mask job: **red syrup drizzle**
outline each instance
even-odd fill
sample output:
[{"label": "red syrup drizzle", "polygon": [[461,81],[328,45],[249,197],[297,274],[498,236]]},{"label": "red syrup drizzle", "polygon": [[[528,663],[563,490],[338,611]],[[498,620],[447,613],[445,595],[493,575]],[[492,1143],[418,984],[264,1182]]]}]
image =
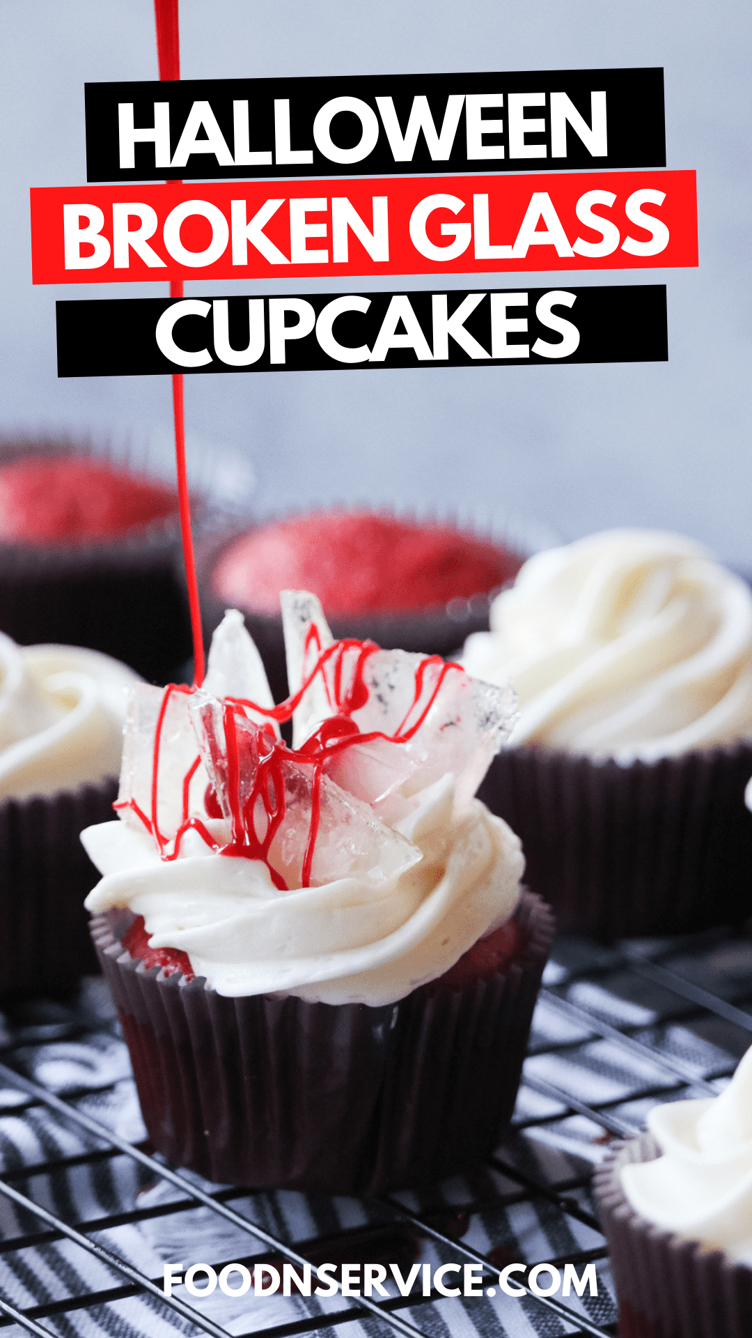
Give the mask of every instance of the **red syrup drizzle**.
[{"label": "red syrup drizzle", "polygon": [[[181,78],[181,48],[179,48],[179,21],[178,21],[178,0],[154,0],[154,17],[157,24],[157,55],[159,62],[159,79],[161,80],[177,80]],[[175,182],[181,185],[181,182]],[[170,282],[170,297],[181,298],[183,296],[183,281],[173,280]],[[361,735],[356,723],[351,719],[353,710],[359,710],[368,701],[368,685],[364,680],[364,668],[368,658],[379,649],[372,641],[339,641],[325,650],[321,650],[321,638],[316,626],[310,626],[305,640],[304,648],[304,664],[308,658],[310,646],[316,644],[318,652],[316,665],[313,666],[308,678],[304,680],[300,690],[293,696],[288,697],[286,701],[281,702],[278,706],[260,706],[257,702],[227,697],[225,700],[223,708],[223,725],[225,725],[225,741],[227,748],[227,797],[231,811],[231,828],[233,840],[229,846],[222,848],[218,847],[217,842],[206,828],[205,823],[199,818],[189,818],[189,789],[193,775],[195,773],[201,759],[197,757],[189,771],[183,777],[182,785],[182,823],[175,834],[175,840],[173,850],[167,851],[169,838],[166,838],[159,831],[159,824],[157,820],[157,807],[158,807],[158,775],[159,775],[159,749],[162,744],[162,728],[165,723],[165,713],[167,710],[167,704],[170,696],[174,692],[190,693],[199,688],[203,682],[205,658],[203,658],[203,636],[201,628],[201,607],[198,599],[198,582],[195,575],[195,558],[193,550],[193,534],[190,524],[190,498],[187,487],[187,471],[186,471],[186,447],[185,447],[185,404],[183,404],[183,377],[181,373],[173,376],[173,416],[175,421],[175,460],[178,471],[178,498],[179,498],[179,512],[181,512],[181,535],[183,543],[183,558],[186,566],[186,581],[189,593],[189,606],[190,606],[190,621],[193,633],[193,648],[194,648],[194,686],[193,689],[186,688],[179,684],[169,684],[165,689],[165,696],[162,698],[162,706],[157,720],[157,729],[154,735],[154,761],[151,772],[151,818],[143,812],[142,808],[135,803],[134,799],[115,803],[112,807],[115,809],[130,808],[136,818],[143,823],[146,830],[151,832],[159,855],[163,860],[173,860],[178,858],[181,842],[186,831],[194,830],[201,839],[205,842],[210,850],[218,851],[221,855],[236,855],[245,859],[260,859],[266,864],[269,870],[272,882],[274,887],[280,891],[286,891],[288,884],[285,883],[281,874],[269,863],[269,848],[274,838],[276,831],[285,818],[285,784],[282,773],[282,763],[285,757],[294,757],[298,763],[306,763],[312,765],[312,789],[310,789],[310,828],[308,835],[308,843],[305,850],[305,856],[302,862],[301,872],[301,886],[308,887],[310,884],[310,868],[313,863],[313,852],[316,848],[316,838],[318,834],[318,823],[321,815],[321,776],[324,772],[324,763],[328,757],[335,753],[341,752],[345,748],[351,748],[356,743],[368,743],[373,739],[385,739],[389,743],[407,743],[415,732],[420,728],[428,710],[431,709],[436,694],[444,681],[446,674],[450,669],[462,670],[460,665],[454,662],[443,664],[440,656],[430,656],[420,662],[415,674],[415,697],[413,701],[399,725],[395,735],[384,735],[379,731],[369,735]],[[347,694],[343,696],[343,660],[347,650],[359,648],[359,656],[356,661],[355,674]],[[329,658],[336,657],[335,661],[335,674],[333,674],[333,690],[335,700],[332,700],[332,693],[329,690],[329,684],[326,676],[324,674],[324,665]],[[434,689],[430,694],[428,702],[421,710],[417,720],[415,720],[408,727],[408,720],[417,706],[423,693],[423,681],[426,677],[426,670],[430,665],[442,665],[442,670],[436,678]],[[313,732],[313,735],[306,739],[301,749],[290,749],[281,740],[278,740],[272,731],[262,729],[256,736],[258,741],[266,745],[266,751],[262,752],[261,748],[257,751],[256,759],[256,772],[252,793],[245,804],[241,805],[240,799],[240,777],[242,768],[242,747],[241,737],[249,737],[238,733],[236,717],[245,716],[246,710],[254,710],[258,714],[269,717],[277,723],[290,720],[293,710],[302,700],[304,693],[308,690],[313,682],[317,673],[321,673],[324,680],[324,688],[326,692],[326,698],[329,706],[336,712],[335,716],[322,721],[321,725]],[[248,745],[246,745],[248,747]],[[250,760],[250,759],[249,759]],[[261,839],[256,831],[256,807],[261,799],[264,814],[266,818],[266,830],[264,838]],[[210,816],[223,816],[221,807],[218,804],[217,796],[207,789],[206,795],[206,811]],[[139,929],[140,921],[140,929]],[[132,947],[136,949],[134,955],[142,957],[145,961],[147,954],[150,959],[147,965],[162,965],[167,966],[169,962],[178,962],[179,965],[173,966],[174,970],[183,970],[189,978],[193,978],[193,971],[190,970],[190,961],[185,953],[179,953],[171,949],[150,949],[149,937],[143,929],[142,917],[138,918],[135,925],[131,926],[128,934],[132,935]],[[127,935],[126,935],[127,937]],[[136,946],[138,939],[138,946]],[[142,942],[143,939],[143,942]],[[128,946],[128,943],[124,943]],[[162,959],[165,954],[171,954],[170,957]],[[185,959],[185,965],[182,962]],[[187,967],[187,970],[186,970]]]},{"label": "red syrup drizzle", "polygon": [[[181,29],[178,21],[178,0],[154,0],[154,21],[157,25],[157,59],[159,62],[159,79],[177,80],[181,78]],[[175,181],[167,185],[181,186]],[[170,282],[170,297],[183,296],[182,278]],[[198,602],[198,581],[195,578],[195,559],[193,553],[193,534],[190,529],[190,500],[186,471],[186,432],[185,432],[185,401],[182,372],[173,375],[173,419],[175,423],[175,462],[178,467],[178,502],[181,511],[181,537],[183,541],[183,559],[186,566],[186,582],[190,609],[190,628],[193,636],[193,681],[197,688],[203,682],[203,633],[201,630],[201,607]]]},{"label": "red syrup drizzle", "polygon": [[[320,638],[317,629],[310,626],[308,630],[305,649],[304,649],[304,664],[308,658],[308,652],[313,645],[320,646]],[[355,672],[352,680],[347,688],[343,685],[343,668],[344,658],[348,650],[357,649],[357,658],[355,662]],[[301,871],[301,886],[310,886],[310,868],[313,863],[313,852],[316,848],[316,838],[318,834],[320,812],[321,812],[321,776],[324,773],[324,765],[328,759],[344,752],[347,748],[352,748],[353,744],[371,743],[375,739],[385,740],[387,743],[404,744],[408,743],[416,731],[420,728],[428,710],[431,709],[439,689],[450,670],[456,669],[460,673],[464,670],[460,665],[448,661],[444,664],[440,656],[428,656],[420,661],[415,672],[415,694],[413,700],[407,710],[403,721],[397,727],[393,735],[385,735],[381,731],[372,731],[371,733],[361,733],[357,728],[355,720],[352,720],[352,712],[359,710],[368,701],[369,689],[365,682],[364,672],[369,657],[379,650],[379,646],[372,641],[336,641],[333,645],[326,646],[325,650],[320,650],[316,658],[316,664],[310,673],[304,678],[301,688],[294,696],[288,697],[286,701],[281,702],[278,706],[261,706],[258,702],[250,701],[249,698],[241,697],[227,697],[225,698],[222,710],[222,723],[225,728],[225,747],[226,747],[226,761],[227,761],[227,803],[230,805],[230,819],[231,819],[231,842],[227,846],[218,847],[217,842],[206,828],[205,823],[199,818],[189,818],[189,788],[191,777],[194,776],[199,759],[197,757],[189,771],[186,772],[182,783],[182,823],[175,835],[174,846],[171,851],[167,851],[169,838],[166,838],[159,831],[159,824],[157,820],[158,809],[158,781],[159,781],[159,753],[162,747],[162,731],[165,724],[165,714],[167,710],[167,704],[173,693],[191,694],[195,689],[187,688],[185,685],[170,684],[165,689],[165,696],[162,698],[162,705],[157,719],[157,727],[154,732],[154,761],[151,771],[151,818],[149,818],[135,803],[135,800],[128,799],[116,803],[115,808],[130,808],[136,818],[143,823],[149,832],[154,836],[157,842],[159,854],[163,860],[177,859],[179,854],[179,847],[185,832],[193,828],[201,839],[211,850],[218,851],[221,855],[234,855],[244,859],[258,859],[266,864],[269,875],[274,887],[280,891],[286,891],[288,884],[285,883],[281,874],[269,863],[269,850],[278,831],[281,823],[285,818],[285,777],[284,777],[284,763],[285,760],[294,760],[298,765],[302,763],[312,767],[312,784],[310,784],[310,827],[308,834],[308,843],[305,850],[305,856],[302,860]],[[329,689],[326,676],[324,674],[324,666],[333,660],[333,693]],[[428,700],[426,701],[420,714],[416,720],[411,717],[415,713],[424,692],[426,673],[430,666],[439,668],[440,672],[436,674],[436,682],[432,685],[428,693]],[[248,719],[246,710],[257,712],[258,714],[266,716],[269,720],[285,721],[289,720],[294,709],[300,705],[305,692],[310,688],[312,682],[321,674],[326,696],[329,698],[331,709],[335,712],[332,717],[324,720],[317,729],[310,735],[304,743],[302,748],[294,749],[288,748],[286,744],[277,739],[269,727],[254,731],[249,733],[248,731],[238,729],[238,720]],[[248,799],[241,801],[241,777],[244,773],[253,772],[253,785]],[[209,816],[221,818],[223,816],[217,795],[209,787],[207,789],[207,804],[206,809]],[[258,800],[265,816],[265,830],[264,835],[260,836],[256,827],[256,812]]]}]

════════

Work required: Which lines in the data above contain the string "mask"? Pull out each one in full, counting only matches with the same case.

Finished exercise:
mask job: **red syrup drizzle**
Give the mask of every instance of the **red syrup drizzle**.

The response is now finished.